Aim
Reproduce each of the entries below word for word, but leave out the pictures.

Entries from a point labeling set
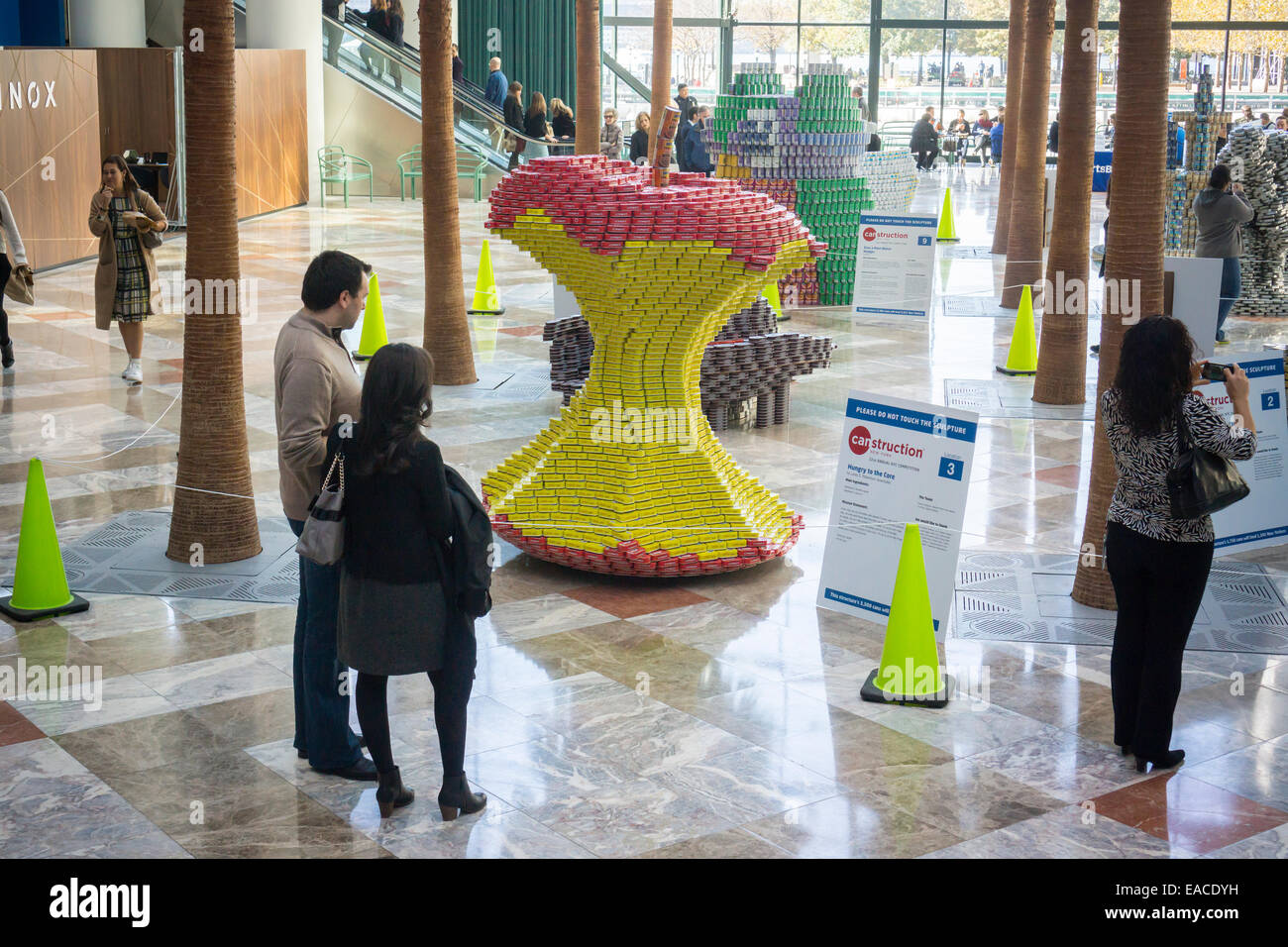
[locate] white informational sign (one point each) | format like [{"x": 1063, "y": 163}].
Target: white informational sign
[
  {"x": 902, "y": 462},
  {"x": 566, "y": 303},
  {"x": 1261, "y": 518},
  {"x": 894, "y": 272},
  {"x": 1196, "y": 295}
]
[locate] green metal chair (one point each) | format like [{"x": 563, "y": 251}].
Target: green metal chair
[
  {"x": 410, "y": 166},
  {"x": 336, "y": 166},
  {"x": 472, "y": 162}
]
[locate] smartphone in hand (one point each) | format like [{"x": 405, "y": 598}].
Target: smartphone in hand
[{"x": 1214, "y": 371}]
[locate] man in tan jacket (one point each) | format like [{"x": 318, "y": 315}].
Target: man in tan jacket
[{"x": 316, "y": 386}]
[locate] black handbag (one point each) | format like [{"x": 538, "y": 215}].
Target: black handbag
[{"x": 1201, "y": 482}]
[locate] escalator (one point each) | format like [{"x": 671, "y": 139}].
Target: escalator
[{"x": 391, "y": 75}]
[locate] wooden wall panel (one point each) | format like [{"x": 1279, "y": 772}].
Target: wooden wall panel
[
  {"x": 136, "y": 99},
  {"x": 271, "y": 131},
  {"x": 51, "y": 201}
]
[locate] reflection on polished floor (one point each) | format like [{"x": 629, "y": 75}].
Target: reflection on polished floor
[{"x": 715, "y": 716}]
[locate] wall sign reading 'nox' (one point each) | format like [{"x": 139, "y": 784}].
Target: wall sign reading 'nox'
[
  {"x": 902, "y": 462},
  {"x": 27, "y": 94}
]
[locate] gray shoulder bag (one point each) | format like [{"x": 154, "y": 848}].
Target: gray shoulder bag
[{"x": 322, "y": 538}]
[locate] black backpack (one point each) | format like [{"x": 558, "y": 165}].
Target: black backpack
[{"x": 468, "y": 573}]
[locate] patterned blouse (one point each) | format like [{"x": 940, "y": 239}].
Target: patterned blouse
[{"x": 1140, "y": 499}]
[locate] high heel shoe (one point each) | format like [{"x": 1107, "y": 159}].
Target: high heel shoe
[
  {"x": 391, "y": 793},
  {"x": 455, "y": 797},
  {"x": 1166, "y": 762}
]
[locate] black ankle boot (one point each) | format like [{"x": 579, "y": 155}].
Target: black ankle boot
[
  {"x": 1166, "y": 762},
  {"x": 455, "y": 797},
  {"x": 390, "y": 793}
]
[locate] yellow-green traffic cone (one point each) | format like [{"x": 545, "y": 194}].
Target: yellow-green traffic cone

Output of the exercise
[locate] white informational sign (one point each) | format like [{"x": 1063, "y": 163}].
Target: white informational sign
[
  {"x": 902, "y": 462},
  {"x": 566, "y": 303},
  {"x": 1261, "y": 518},
  {"x": 894, "y": 272},
  {"x": 1196, "y": 295}
]
[locate] green metal chair (one point each) | format like [{"x": 563, "y": 251}].
Target: green metal chair
[
  {"x": 410, "y": 166},
  {"x": 336, "y": 166},
  {"x": 472, "y": 162}
]
[locate] smartphone in hand (one point each) | format like [{"x": 405, "y": 598}].
Target: smartphone in hand
[{"x": 1214, "y": 371}]
[locate] man in tan jacket (one point each) | format like [{"x": 318, "y": 315}].
Target: man in tan jacket
[{"x": 316, "y": 386}]
[locate] black handbag (one point each) | format like [{"x": 538, "y": 215}].
Target: black handbag
[{"x": 1201, "y": 482}]
[locate] escalator (one point each) | format like [{"x": 671, "y": 139}].
Target: escalator
[{"x": 391, "y": 75}]
[locate] wooden wall panel (one point each) | format like [{"x": 1279, "y": 772}].
Target: wooden wall panel
[
  {"x": 136, "y": 99},
  {"x": 271, "y": 131},
  {"x": 51, "y": 201}
]
[locate] reflection on polished floor (one point each) | format like [{"x": 629, "y": 75}].
Target: reflection on polished floor
[{"x": 715, "y": 716}]
[locate] wall sign reading 'nox' (one point each) | format like [{"x": 139, "y": 784}].
Target: wall sign reading 'nox'
[
  {"x": 902, "y": 462},
  {"x": 27, "y": 94}
]
[locate] gray shoulder bag (one point each) | format like [{"x": 154, "y": 848}].
Target: gray shoulder bag
[{"x": 322, "y": 538}]
[locate] black backpack (one point each) | format like [{"x": 558, "y": 165}].
Target: black backpack
[{"x": 468, "y": 573}]
[locate] patterned blouse (one point each) | format like [{"x": 940, "y": 239}].
Target: patterned blouse
[{"x": 1140, "y": 499}]
[locate] high heel shoe (one point each) | format like [{"x": 1107, "y": 159}].
Target: high heel shoe
[
  {"x": 391, "y": 793},
  {"x": 455, "y": 797},
  {"x": 1166, "y": 762}
]
[locate] black ankle boot (one point each) | format like [{"x": 579, "y": 155}].
Target: black ankle boot
[
  {"x": 1166, "y": 762},
  {"x": 455, "y": 797},
  {"x": 390, "y": 793}
]
[locate] yellow-green traffic cone (one point each) | format like [{"x": 545, "y": 194}].
Target: yellow-green traffic cone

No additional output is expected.